Task objective:
Nothing but an exact reproduction of the records, pictures excluded, should be returned.

Saved data entries:

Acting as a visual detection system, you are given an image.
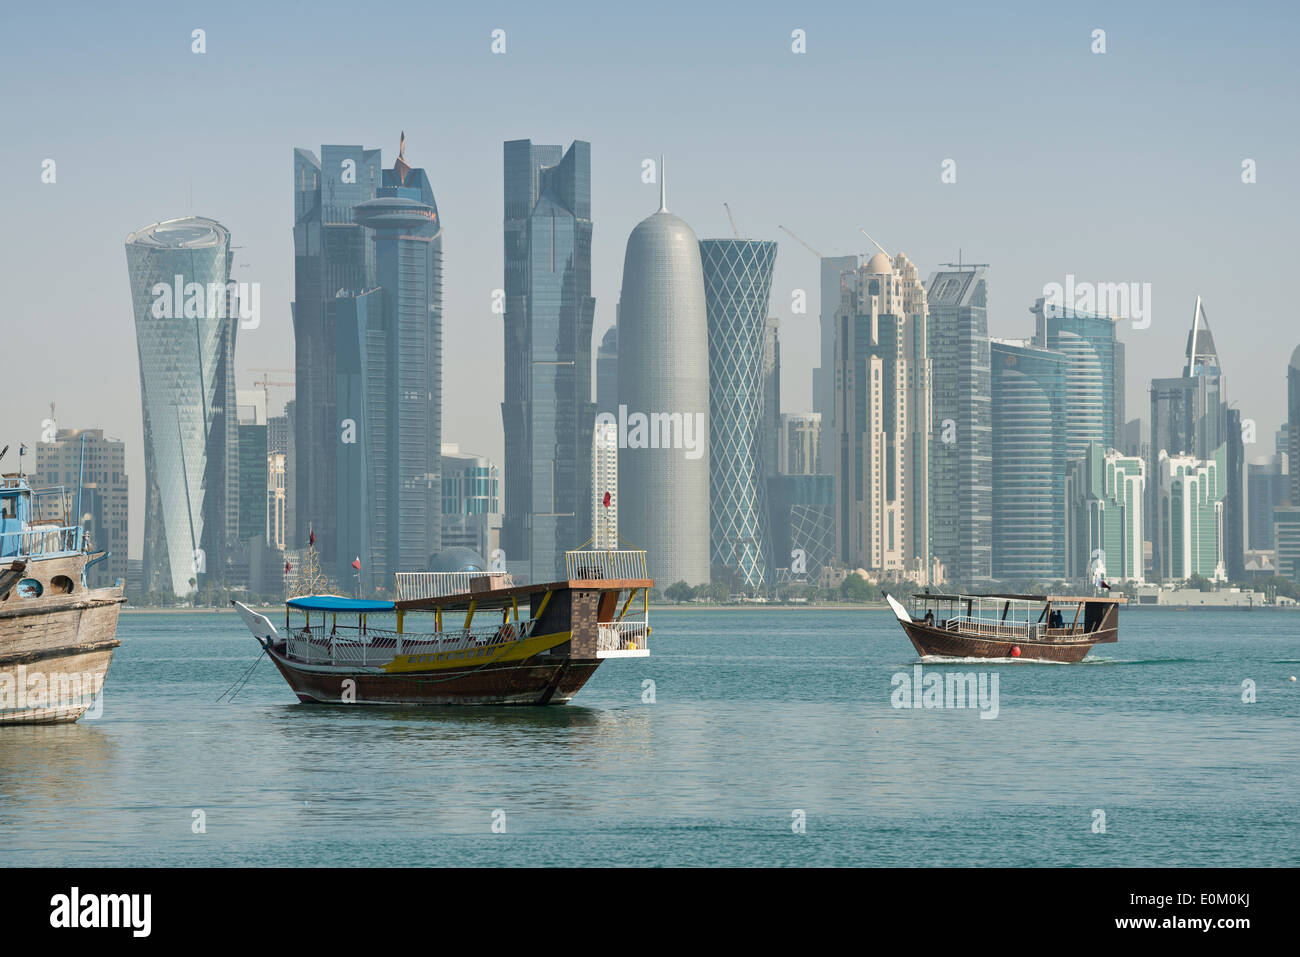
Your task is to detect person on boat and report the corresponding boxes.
[497,607,515,643]
[923,609,935,626]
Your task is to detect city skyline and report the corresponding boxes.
[7,2,1297,560]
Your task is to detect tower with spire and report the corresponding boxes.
[615,156,711,586]
[1148,296,1233,581]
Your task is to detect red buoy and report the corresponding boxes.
[1010,646,1021,658]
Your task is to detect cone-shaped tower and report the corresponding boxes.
[615,162,710,586]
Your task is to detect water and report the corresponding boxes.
[1,607,1297,866]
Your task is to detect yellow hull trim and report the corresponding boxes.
[380,630,572,674]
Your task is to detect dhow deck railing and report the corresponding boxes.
[285,619,537,667]
[596,620,649,656]
[565,549,647,581]
[0,524,85,560]
[394,572,485,602]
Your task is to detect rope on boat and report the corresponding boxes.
[217,647,268,702]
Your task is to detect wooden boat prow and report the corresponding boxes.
[885,590,1123,663]
[1,473,124,724]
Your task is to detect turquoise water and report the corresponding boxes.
[1,607,1297,866]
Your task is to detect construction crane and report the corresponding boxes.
[778,225,823,259]
[859,228,890,258]
[249,368,295,416]
[723,203,742,240]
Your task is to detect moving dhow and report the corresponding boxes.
[233,549,651,706]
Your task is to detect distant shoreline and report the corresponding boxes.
[120,600,1295,614]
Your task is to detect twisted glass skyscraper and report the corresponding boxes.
[700,239,777,588]
[125,216,239,596]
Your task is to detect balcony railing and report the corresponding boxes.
[565,549,647,581]
[596,620,650,658]
[394,572,482,602]
[0,524,84,560]
[284,619,537,668]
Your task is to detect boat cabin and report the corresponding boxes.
[1,475,85,561]
[907,591,1124,644]
[277,550,653,669]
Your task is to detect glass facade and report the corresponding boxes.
[1157,446,1227,581]
[125,217,238,596]
[501,140,595,582]
[352,144,444,585]
[1031,298,1125,462]
[926,267,992,584]
[767,474,835,584]
[990,339,1067,580]
[292,144,382,561]
[1066,442,1146,582]
[238,423,268,542]
[701,239,777,588]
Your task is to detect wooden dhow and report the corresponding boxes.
[885,591,1123,663]
[1,473,124,724]
[233,549,652,706]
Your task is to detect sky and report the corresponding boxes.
[2,0,1297,558]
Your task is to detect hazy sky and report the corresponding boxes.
[3,0,1297,558]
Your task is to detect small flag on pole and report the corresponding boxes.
[603,491,611,508]
[309,528,316,547]
[352,557,361,571]
[284,561,291,574]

Finished exercise:
Acting as a visual detection system, you are given an image.
Your task is to detect person on boat and report the corresponding boxes.
[497,607,515,643]
[923,609,935,626]
Your task is to detect city skyline and report the corresponding boxes.
[7,2,1297,560]
Your task is to detect tower with spire and report the corresponding boxes.
[615,156,711,586]
[1148,296,1233,581]
Your task is to detect red buoy and report the corresponding boxes.
[1010,646,1021,658]
Your task is to detect cone-shaped tower and report the corresponding boxes.
[615,162,710,586]
Your task is to detect water and report the corresponding boxes.
[1,607,1297,866]
Your task is to detect yellow hull trim and report the corresponding boxes.
[380,630,572,674]
Your task is to detect dhow deck railing and report the corresponding boxes.
[285,619,537,667]
[596,620,649,656]
[565,549,647,581]
[0,524,85,560]
[394,572,485,602]
Your task is to detect rope on boat and report the corresponding boxes.
[217,647,268,702]
Your task is to detect wooden boat prow and report the corresponding boxes.
[885,590,1123,663]
[1,473,124,724]
Your task is to detect turquoise water and report the corresponding boxes.
[1,607,1297,866]
Your task is to detect construction crane and report the corresponding boxes.
[778,225,823,259]
[859,228,890,258]
[249,368,295,416]
[723,203,742,240]
Your task is to detect moving dhow and report the corresponding boxes.
[233,549,651,706]
Your task is to detect distant shoreline and report the corresponding boxes.
[120,600,1295,614]
Your task is to detect twisted glass skyscraper and report the corresponding boxes.
[700,239,777,588]
[125,216,239,596]
Your task is to detect balcony railing and report the corresponding boxes.
[565,549,647,581]
[596,620,650,658]
[394,572,482,602]
[0,524,84,560]
[284,619,537,668]
Your task is to detect boat cabin and report the corresponding boxes.
[1,475,85,561]
[907,591,1124,644]
[277,550,653,669]
Your task is to detect glass facade and report the corresponding boxes.
[1157,446,1227,581]
[125,217,238,596]
[501,140,595,582]
[352,144,444,585]
[1031,298,1125,462]
[926,267,992,584]
[767,474,835,584]
[990,339,1067,580]
[292,144,382,561]
[1066,442,1146,582]
[238,423,268,542]
[701,239,777,588]
Your task is to detect wooden dhow and report the corresponding boxes.
[885,591,1123,663]
[1,473,124,724]
[233,549,652,706]
Your task is to detect sky and report the corresponding boxes.
[2,0,1297,558]
Your task is to detect hazy sky and report the corresponding boxes.
[3,0,1297,558]
Your task is to detect small flag on pole and report the corresponding boxes.
[603,491,611,508]
[309,528,316,547]
[352,557,361,571]
[284,561,291,574]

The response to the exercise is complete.